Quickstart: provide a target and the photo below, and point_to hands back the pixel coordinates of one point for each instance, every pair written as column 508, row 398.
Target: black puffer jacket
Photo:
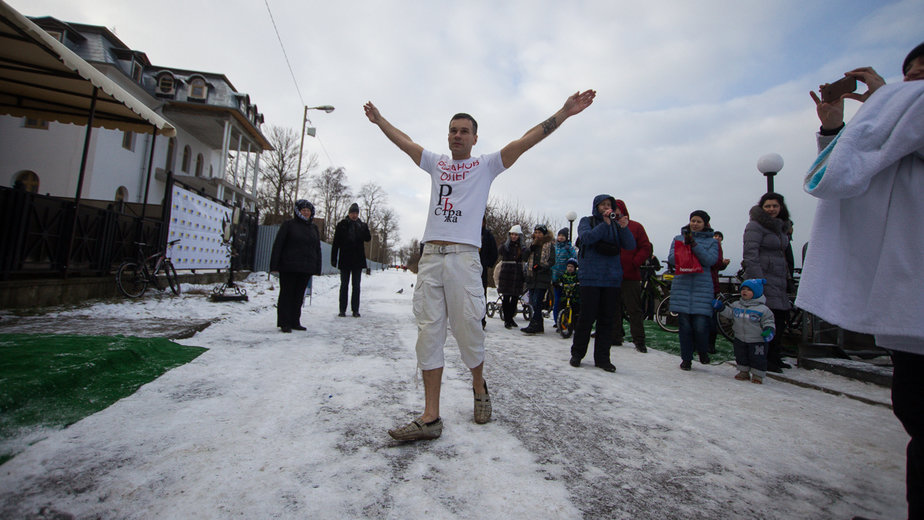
column 347, row 250
column 297, row 248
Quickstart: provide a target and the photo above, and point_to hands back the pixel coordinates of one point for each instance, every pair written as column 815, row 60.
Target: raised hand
column 372, row 112
column 578, row 101
column 870, row 77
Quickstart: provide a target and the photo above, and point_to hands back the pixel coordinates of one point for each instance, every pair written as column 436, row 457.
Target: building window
column 39, row 124
column 166, row 84
column 26, row 180
column 137, row 70
column 171, row 154
column 186, row 158
column 198, row 89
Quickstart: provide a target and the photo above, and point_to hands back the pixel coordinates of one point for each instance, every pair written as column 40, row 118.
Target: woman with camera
column 601, row 237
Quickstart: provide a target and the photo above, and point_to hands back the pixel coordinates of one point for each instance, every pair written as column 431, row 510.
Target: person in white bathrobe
column 863, row 267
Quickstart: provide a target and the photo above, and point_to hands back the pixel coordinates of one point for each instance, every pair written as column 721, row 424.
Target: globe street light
column 770, row 164
column 311, row 131
column 571, row 216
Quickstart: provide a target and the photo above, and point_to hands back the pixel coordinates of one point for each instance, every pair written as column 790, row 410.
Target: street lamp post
column 770, row 164
column 312, row 131
column 571, row 216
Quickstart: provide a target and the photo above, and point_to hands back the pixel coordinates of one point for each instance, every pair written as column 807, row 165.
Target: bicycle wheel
column 666, row 319
column 565, row 322
column 131, row 279
column 724, row 325
column 172, row 280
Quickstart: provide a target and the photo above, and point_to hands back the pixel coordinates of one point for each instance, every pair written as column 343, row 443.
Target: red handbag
column 685, row 262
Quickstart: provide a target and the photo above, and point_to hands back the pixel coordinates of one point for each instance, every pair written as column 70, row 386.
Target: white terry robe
column 863, row 271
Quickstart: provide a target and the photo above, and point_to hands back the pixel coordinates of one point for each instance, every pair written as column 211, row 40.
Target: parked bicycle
column 134, row 276
column 568, row 314
column 496, row 307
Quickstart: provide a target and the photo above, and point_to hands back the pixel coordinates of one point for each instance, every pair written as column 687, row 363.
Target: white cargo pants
column 449, row 291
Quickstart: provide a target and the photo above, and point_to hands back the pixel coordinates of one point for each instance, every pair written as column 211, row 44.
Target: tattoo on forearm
column 549, row 125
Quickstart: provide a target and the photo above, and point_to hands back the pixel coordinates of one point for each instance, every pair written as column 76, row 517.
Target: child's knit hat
column 756, row 285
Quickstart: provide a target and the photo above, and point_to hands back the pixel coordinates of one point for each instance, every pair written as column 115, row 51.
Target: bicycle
column 496, row 307
column 654, row 289
column 567, row 315
column 134, row 276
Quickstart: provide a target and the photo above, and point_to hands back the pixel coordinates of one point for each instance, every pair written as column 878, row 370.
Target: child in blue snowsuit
column 752, row 322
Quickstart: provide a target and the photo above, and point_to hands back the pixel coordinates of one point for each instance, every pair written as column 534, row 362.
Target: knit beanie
column 756, row 285
column 915, row 52
column 701, row 214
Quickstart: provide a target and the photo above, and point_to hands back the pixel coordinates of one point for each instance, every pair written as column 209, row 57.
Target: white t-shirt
column 458, row 195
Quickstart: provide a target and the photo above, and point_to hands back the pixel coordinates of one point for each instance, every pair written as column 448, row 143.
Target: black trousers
column 345, row 275
column 597, row 304
column 292, row 288
column 775, row 348
column 908, row 405
column 509, row 304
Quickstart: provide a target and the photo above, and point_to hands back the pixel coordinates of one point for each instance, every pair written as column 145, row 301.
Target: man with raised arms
column 448, row 289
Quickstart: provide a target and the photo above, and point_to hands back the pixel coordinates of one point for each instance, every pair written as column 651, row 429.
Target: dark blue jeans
column 346, row 276
column 536, row 297
column 694, row 334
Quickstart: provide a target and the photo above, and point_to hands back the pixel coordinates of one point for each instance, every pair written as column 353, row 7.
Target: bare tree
column 387, row 228
column 333, row 198
column 501, row 215
column 371, row 199
column 275, row 192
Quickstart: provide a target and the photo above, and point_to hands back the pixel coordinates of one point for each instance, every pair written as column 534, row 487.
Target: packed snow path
column 272, row 425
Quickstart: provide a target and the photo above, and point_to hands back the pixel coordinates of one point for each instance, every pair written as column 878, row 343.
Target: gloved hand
column 767, row 334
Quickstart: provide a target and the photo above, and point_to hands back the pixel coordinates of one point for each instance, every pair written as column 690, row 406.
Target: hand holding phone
column 832, row 92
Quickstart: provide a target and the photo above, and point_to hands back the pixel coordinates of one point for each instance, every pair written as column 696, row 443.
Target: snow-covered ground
column 272, row 425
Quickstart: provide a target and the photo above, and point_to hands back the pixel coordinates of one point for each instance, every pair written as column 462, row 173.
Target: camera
column 833, row 91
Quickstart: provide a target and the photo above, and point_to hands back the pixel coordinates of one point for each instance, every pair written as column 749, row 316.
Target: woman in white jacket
column 869, row 179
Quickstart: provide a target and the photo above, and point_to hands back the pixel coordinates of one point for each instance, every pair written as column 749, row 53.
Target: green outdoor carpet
column 49, row 381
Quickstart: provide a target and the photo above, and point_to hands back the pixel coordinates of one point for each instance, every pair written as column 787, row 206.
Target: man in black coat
column 296, row 256
column 349, row 255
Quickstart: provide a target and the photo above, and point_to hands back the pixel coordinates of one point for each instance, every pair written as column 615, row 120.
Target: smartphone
column 833, row 91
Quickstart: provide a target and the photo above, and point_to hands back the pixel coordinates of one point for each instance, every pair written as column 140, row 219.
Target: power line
column 292, row 72
column 286, row 56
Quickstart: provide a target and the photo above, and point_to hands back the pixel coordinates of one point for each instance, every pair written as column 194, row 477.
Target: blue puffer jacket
column 692, row 293
column 598, row 270
column 563, row 252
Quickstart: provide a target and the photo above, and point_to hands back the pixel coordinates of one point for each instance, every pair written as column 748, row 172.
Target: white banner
column 197, row 222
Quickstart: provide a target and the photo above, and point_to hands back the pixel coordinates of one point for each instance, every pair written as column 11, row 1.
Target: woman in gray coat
column 766, row 241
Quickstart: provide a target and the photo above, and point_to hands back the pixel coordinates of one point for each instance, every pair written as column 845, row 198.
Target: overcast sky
column 689, row 94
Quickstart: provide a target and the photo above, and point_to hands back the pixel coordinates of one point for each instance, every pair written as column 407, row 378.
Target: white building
column 216, row 150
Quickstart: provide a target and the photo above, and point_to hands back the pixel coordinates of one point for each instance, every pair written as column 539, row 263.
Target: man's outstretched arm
column 405, row 143
column 573, row 105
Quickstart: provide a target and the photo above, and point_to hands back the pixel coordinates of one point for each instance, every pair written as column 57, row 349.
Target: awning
column 40, row 78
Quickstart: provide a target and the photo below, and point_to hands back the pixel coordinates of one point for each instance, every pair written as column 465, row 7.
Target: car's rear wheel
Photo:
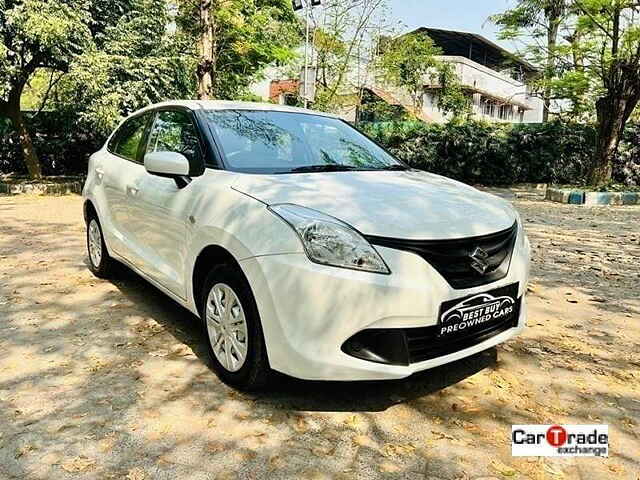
column 233, row 329
column 100, row 262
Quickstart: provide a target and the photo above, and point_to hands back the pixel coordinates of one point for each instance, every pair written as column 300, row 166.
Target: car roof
column 231, row 105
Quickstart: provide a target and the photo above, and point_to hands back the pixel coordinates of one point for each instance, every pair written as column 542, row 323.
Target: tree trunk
column 11, row 109
column 206, row 44
column 613, row 112
column 552, row 39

________________

:: AIM ::
Set down again, word for word, the lines of the listing above, starting at the line that contains "209, row 57." and ending at the line that contains "column 458, row 195", with both of those lines included.

:: THE REPLY ::
Quickstart: provide a target and the photo above, and point_to hands back the pixel coordinates of one point for each instance, every pair written as column 209, row 57.
Target: white t-shirt
column 458, row 195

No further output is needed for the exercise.